* SET PROBLEM *
Could you revise the data below, swapping every "instance" for "occurrence" and leaving all other text untouched?

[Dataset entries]
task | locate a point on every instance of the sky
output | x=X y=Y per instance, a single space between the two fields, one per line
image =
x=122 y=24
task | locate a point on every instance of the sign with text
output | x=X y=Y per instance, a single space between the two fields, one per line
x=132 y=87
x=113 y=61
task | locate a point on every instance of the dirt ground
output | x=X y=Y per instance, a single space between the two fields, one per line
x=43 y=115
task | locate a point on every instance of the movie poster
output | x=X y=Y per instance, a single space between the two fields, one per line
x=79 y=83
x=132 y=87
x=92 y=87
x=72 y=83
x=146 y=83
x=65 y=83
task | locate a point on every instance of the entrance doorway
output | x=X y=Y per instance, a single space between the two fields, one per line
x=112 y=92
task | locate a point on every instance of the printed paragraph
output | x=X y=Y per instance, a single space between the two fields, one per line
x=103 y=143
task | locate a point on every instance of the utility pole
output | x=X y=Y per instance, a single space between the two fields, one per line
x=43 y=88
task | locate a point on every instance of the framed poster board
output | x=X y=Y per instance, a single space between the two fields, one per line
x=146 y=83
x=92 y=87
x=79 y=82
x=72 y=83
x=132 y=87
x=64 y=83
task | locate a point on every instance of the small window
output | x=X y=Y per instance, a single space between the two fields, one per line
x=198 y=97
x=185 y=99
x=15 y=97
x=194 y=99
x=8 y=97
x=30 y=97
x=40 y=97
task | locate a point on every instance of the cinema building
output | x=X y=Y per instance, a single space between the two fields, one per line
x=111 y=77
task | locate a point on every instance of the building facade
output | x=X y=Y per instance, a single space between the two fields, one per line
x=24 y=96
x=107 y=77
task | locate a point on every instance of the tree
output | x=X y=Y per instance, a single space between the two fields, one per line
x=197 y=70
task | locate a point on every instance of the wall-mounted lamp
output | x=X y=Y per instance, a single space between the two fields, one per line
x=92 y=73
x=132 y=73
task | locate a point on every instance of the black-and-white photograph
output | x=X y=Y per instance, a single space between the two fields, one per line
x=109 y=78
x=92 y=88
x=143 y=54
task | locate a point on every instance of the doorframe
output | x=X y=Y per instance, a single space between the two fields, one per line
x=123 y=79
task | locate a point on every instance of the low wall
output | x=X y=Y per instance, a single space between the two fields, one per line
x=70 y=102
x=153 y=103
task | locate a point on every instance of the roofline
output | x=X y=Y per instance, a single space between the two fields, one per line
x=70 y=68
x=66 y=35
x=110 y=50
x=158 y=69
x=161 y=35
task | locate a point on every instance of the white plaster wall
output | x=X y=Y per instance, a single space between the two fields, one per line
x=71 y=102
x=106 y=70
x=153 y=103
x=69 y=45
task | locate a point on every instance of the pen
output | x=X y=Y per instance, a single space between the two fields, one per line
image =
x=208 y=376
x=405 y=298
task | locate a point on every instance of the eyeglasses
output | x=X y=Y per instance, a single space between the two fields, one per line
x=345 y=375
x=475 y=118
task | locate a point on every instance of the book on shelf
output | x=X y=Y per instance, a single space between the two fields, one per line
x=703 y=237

* EXERCISE OUTPUT *
task | locate a point on every occurrence of the sky
output | x=X y=Y per occurrence, a single space between the two fields, one per line
image =
x=122 y=24
task | locate a point on every occurrence of the sign with text
output | x=X y=Y per occurrence, a single space between the two fields, one per line
x=132 y=87
x=113 y=61
task | locate a point on every occurrence of the dirt ground
output | x=X y=Y per occurrence, a single space between the two fields, one per line
x=43 y=115
task | locate a point on every occurrence of the movie poster
output | x=X y=Y per occurrence, a single space between the two fields, one per line
x=79 y=83
x=132 y=87
x=92 y=87
x=72 y=83
x=146 y=83
x=65 y=83
task | locate a point on every occurrence of the entrance doorway
output | x=X y=Y per occurrence, a single space between the two fields, one per line
x=112 y=92
task | locate a point on every occurrence of the printed paragraph
output | x=X y=Y per occurrence, a single space between the two fields, one per line
x=103 y=143
task | locate a point on every occurrence of the utility pole
output | x=X y=Y per occurrence, a single space between the two fields, one per line
x=43 y=88
task | locate a point on every occurrence of the framed poster board
output | x=X y=Y per occurrence, a single space between the two fields, one per line
x=146 y=83
x=92 y=87
x=79 y=82
x=72 y=83
x=132 y=87
x=64 y=83
task | locate a point on every occurrence of the small window
output | x=X y=Y per occurrence, a single space between the two fields, one per line
x=198 y=97
x=185 y=99
x=15 y=97
x=194 y=99
x=8 y=97
x=30 y=97
x=40 y=97
task | locate a point on every occurrence of the cinema building
output | x=X y=Y per occurrence, a single space between the two fields, one per line
x=111 y=77
task | locate a point on every occurrence of the building facade
output | x=X y=Y per occurrence, a single space between the two fields, one per line
x=24 y=96
x=107 y=77
task | locate a point on every occurrence of the tree
output | x=X y=Y per occurrence, a single space between the two fields, one per line
x=197 y=70
task | locate a point on every occurrence of the wall-mounted lamp
output | x=X y=Y per occurrence, a single space between the two fields, one per line
x=92 y=73
x=132 y=73
task | locate a point on every occurrence of the black-and-white photograph
output | x=X y=Y per occurrence, a single space between the two fields, one per line
x=109 y=78
x=92 y=88
x=143 y=54
task | locate a point on every occurrence of the doorframe
output | x=X y=Y per occurrence, a single space between the two fields, one per line
x=123 y=79
task | locate a point on every occurrence of the low wall
output | x=X y=Y per occurrence, a single space between the two fields, one per line
x=70 y=102
x=153 y=103
task | locate a point on every occurrence of the roofline
output | x=X y=Y per occurrence, a single space between the two fields, one per line
x=70 y=68
x=66 y=35
x=110 y=50
x=158 y=69
x=161 y=35
task | locate a point on every occurrence of the white plaster wall
output | x=X y=Y per occurrence, a single space between the two fields, one per line
x=71 y=102
x=106 y=70
x=153 y=103
x=69 y=45
task | locate a point on every occurrence of the pen
output | x=X y=Y per occurrence, a single space between the two fields, one per line
image =
x=208 y=376
x=405 y=298
task | locate a point on every occurrence of the eyeglasses
output | x=X y=Y per occurrence, a single space between the two fields, one per line
x=345 y=375
x=475 y=118
task | locate a point on every occurrence of the book on shelf
output | x=X y=Y per occurrence, a single space between the two fields, one per line
x=703 y=237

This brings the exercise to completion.